Exercise text:

──────────────────────────────

Since there arm four memory blocks in each memory bank of FIG. 1, the number of the FDBs is four. The FDBs are electrically connected to the input terminals of a first data bus comparator S4 (FDB comparator). The FDB comparator S4, has an output terminal connected to a second data bus (SDB), and the SDB and SDB are connected to a merged data bus (MDB) via NAND gate 1. The MDB is connected at one end to the input terminal of a data bus multiplexer S5 (DB MUX). The DB MUX S5 has an output terminal DB1 connected to the input terminal of a data output buffer DOUT S6. The lower part of FIG. 1's circuit is of construction similar to the above-described upper part.
FIGS. 2 to 7 are circuit diagrams respectively of: an enable clock generating circuit for FIG. 1's comparator, an enable signal generating circuit for the comparator, the comparators S2 and S3, the FDB comparator, the MDB circuit, and the DB multiplexer. Their circuitry is well known to those skilled in this art.
During normal mode, data of the DO lines are sent to the FDBs via the DO MUX S1, and are sent to the DOUT S6 through the SDB and MDB. The data is transferred to the DOUT S6 and is transmitted to outside.
When the one/zero/Hi-Z test circuit is added to the basic one/zero test commit during the parallel test mode, the data of the DO lines is first pressed by the comparators S2 and S3, and the output data of the comparators S2 and S3 are conveyed to the FDBs. The FDB comparator S4, performs the second comparison with respect to the data of the FDBs. The output data of the FDB comparator S4 is conveyed to the SDB. The data of the SDB is conveyed to the MDB via the NAND gate 1, and is then transferred to outside by way of the DB MUX S5 and DOUT S6. Data stored in the memory arrays of the above process undergo a test through the steps of comparison. The operation of the comparators may be simply carried out by using the exclusive OR circuits shown in FIG. 4 or 5.
During a conventional parallel test, a change in the output data is by the optional circuit.

──────────────────────────────

Input data:
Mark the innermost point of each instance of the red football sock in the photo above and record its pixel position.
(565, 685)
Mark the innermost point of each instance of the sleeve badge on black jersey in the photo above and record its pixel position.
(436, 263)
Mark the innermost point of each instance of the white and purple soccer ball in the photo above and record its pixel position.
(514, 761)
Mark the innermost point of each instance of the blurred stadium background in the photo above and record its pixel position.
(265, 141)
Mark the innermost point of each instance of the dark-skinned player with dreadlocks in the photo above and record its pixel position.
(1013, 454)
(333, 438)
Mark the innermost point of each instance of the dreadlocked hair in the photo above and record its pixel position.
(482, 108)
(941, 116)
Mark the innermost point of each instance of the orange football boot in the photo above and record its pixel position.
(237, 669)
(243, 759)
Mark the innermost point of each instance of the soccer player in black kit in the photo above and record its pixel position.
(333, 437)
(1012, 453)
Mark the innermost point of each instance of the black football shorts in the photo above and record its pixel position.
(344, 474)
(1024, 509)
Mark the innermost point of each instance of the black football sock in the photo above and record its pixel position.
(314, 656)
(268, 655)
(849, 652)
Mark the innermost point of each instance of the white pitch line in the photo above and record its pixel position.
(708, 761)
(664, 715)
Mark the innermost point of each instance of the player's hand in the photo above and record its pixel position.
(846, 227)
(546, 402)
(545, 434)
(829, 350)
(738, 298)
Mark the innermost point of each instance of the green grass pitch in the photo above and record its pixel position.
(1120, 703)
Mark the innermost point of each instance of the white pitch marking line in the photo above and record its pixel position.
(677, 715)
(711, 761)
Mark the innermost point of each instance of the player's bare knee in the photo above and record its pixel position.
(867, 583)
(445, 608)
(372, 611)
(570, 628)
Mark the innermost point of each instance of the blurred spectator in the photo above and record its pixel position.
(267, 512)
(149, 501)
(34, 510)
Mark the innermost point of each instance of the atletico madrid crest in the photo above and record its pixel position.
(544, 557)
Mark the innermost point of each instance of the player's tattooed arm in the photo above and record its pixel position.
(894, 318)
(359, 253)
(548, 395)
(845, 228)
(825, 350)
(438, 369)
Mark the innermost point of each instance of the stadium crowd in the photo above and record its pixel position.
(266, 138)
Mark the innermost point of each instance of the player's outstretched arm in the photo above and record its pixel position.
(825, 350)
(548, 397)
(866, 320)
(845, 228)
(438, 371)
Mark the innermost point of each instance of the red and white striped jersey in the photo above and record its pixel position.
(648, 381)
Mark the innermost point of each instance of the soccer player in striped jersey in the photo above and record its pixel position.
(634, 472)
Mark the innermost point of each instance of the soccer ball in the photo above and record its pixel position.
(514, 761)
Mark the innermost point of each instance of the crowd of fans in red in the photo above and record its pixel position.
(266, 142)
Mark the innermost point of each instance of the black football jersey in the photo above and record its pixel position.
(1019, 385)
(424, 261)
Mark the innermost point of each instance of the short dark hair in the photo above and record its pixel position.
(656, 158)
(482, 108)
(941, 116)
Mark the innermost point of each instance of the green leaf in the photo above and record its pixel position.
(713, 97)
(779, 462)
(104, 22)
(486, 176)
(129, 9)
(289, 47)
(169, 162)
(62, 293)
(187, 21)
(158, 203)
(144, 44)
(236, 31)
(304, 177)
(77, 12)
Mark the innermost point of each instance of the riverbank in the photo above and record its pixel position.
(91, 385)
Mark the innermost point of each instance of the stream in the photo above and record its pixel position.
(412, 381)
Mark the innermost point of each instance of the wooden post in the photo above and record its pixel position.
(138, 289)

──────────────────────────────

Your task:
In the text on the memory test circuit, replace "normal mode" with "standard mode" in the stretch from "During normal mode, data" through "transmitted to outside.", and write that stretch out. The records have no connection to the text on the memory test circuit.

Response to the task:
During standard mode, data of the DO lines are sent to the FDBs via the DO MUX S1, and are sent to the DOUT S6 through the SDB and MDB. The data is transferred to the DOUT S6 and is transmitted to outside.